§ **EXERCISE SET**:
#1 From the list of choices for the game Consequences in the post about the progressive poem, please give every entry that refers to the woman with the word "woman" or "She".
#2 In the post about the progressive poem, during which era was the parlor game Consequences played?
#3 Translate this sentence from the post about the progressive poem into Spanish: "While this may be the first-ever Kidlit NPM Progressive Poem, what we're all playing at actually has a long history, beginning with a parlor game called Consequences played during the Victorian era."

§ **EXTRACT**:
+-------+
Friday, April 6, 2012

exquisitely progressive

Thanks to Irene Latham, many of us in the Kidlitosphere are enjoying the first ever KidLit National Poetry Month Progressive Poem. Irene started us off with first line which is both welcoming and intriguing (I love her meditation on how she came to the important very first word, "if"), and now the poem is passing, line by line and author by author, around the community...and we can all see what's developing!

Mary Lee has today's line and says, "Right now this seems to be a poem of friendship, a poem of comfort...with the possibility of a little magic thrown in. What will become of those silver slippers?"


If you are reading this
you must be hungry
Kick off your silver slippers
Come sit with us a spell

A hanky, here, now dry your tears
And fill your glass with wine

While this may be the first-ever Kidlit NPM Progressive Poem, what we're all playing at actually has a long history, beginning with a parlor game called Consequences played during the Victorian era. Here's how the middle- and upper-classes amused themselves of an evening once leisure time was established and before radio and TV took over, from Wikipedia:

Each person takes a turn choosing a word or phrase for one of nine questions, in this order.

1.Adjective for man
2.Man's name
3.MET
4.Adjective for woman
5.Woman's name
6.Where they met
7.He wore
8.She wore
9.He said to her
10.She said to him
11.The consequence was… (a description of what happened after)
+-------+
§ **DATASET EXCERPTS**:
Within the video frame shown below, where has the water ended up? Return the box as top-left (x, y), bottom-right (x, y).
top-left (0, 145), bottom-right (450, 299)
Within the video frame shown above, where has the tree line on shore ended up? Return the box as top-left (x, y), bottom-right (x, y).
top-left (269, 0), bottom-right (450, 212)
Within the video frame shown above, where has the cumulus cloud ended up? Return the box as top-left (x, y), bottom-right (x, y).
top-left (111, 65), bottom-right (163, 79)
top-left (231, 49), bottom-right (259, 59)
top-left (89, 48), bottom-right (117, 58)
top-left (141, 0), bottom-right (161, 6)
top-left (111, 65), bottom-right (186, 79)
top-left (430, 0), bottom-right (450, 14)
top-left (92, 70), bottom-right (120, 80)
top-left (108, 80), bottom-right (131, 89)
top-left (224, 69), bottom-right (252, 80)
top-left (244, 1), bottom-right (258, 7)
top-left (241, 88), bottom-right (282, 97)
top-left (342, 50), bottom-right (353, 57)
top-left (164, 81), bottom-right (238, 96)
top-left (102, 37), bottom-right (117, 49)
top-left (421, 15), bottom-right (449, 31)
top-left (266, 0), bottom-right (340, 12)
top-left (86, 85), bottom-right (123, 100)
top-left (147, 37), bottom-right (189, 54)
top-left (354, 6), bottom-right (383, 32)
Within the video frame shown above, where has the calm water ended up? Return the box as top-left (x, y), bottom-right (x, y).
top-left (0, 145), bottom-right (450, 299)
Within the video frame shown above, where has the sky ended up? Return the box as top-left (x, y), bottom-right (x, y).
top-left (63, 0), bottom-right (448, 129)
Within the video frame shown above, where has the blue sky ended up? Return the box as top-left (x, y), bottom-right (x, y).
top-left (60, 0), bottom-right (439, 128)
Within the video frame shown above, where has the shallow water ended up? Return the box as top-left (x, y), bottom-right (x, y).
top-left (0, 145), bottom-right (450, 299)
+-------+
§ **RESULTS OF THE EXERCISE**:
#1 Adjective for woman; Woman's name; She wore; She said to him

#2 The Victorian era.

#3 Aunque este sea el primer Kidlit NPM Progressive Poem de la historia, aquello a lo que todos estamos jugando tiene en realidad una larga historia, que comienza con un juego de salón llamado Consequences que se jugaba durante la época victoriana.